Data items
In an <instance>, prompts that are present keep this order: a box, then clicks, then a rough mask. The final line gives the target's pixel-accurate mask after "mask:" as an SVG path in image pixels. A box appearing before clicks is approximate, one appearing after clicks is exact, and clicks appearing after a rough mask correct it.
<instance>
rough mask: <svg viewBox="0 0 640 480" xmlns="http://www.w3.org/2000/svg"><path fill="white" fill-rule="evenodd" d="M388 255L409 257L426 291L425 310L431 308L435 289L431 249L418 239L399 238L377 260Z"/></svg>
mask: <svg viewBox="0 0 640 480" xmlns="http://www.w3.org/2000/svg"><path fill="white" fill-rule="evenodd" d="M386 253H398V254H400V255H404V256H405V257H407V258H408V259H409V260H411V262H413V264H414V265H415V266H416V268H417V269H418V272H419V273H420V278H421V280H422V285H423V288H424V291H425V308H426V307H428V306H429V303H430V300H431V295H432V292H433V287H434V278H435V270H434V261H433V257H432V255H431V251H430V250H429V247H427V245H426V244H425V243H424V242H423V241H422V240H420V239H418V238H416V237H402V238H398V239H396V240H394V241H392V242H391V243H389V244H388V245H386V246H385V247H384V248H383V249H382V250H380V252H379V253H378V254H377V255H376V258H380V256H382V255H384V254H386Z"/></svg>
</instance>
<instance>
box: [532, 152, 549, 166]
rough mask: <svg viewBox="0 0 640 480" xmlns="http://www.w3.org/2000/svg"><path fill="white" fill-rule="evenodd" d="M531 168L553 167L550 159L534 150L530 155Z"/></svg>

Activity
Check each line of the records above for "instance", and copy those that have it.

Result of the task
In an <instance>, prompts that are present keep this order: a box, then clicks, then a rough mask. The final line gives the target's pixel-accurate mask after "mask:" as an SVG path in image pixels. A box appearing before clicks is approximate, one appearing after clicks is exact, and clicks appearing after a rough mask correct it.
<instance>
</instance>
<instance>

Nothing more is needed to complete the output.